**Task**.
Copy the lines below word for word, changing nothing.

Start Records supplied

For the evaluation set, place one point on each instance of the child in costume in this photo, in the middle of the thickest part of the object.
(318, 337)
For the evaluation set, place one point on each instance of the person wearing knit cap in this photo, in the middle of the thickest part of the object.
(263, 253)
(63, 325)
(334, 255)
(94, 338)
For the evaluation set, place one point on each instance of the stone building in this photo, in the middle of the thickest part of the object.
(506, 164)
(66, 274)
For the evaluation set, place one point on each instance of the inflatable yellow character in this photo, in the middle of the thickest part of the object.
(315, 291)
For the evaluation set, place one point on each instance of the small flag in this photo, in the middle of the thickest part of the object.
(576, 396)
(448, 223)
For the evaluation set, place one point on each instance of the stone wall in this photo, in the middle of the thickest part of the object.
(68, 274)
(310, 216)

End Records supplied

**Written solution**.
For the evaluation set, place one point on each instance of the child in costume in this photo, in the middle of the thickest part of the object.
(318, 337)
For the evaluation set, place one point on each instance of the person wearing knit cap in this photo, in the middle of the thickest part of the object.
(263, 253)
(63, 325)
(334, 255)
(94, 338)
For the evaluation set, place one point on each instance of the stone building in this photo, in the middle of the thickest part of the object.
(506, 164)
(66, 274)
For the evaluation set, place one point on each instance of the inflatable yellow character in this photo, in the middle of the thickest part of the object.
(315, 291)
For the evaluation set, place one point on each instance of the small flag in this photo, in the middle of the thickest part of the object.
(576, 396)
(448, 223)
For the evaluation set, place one point on each instance of the stone wall in this photo, in the middle of the thickest part of the object.
(68, 274)
(310, 216)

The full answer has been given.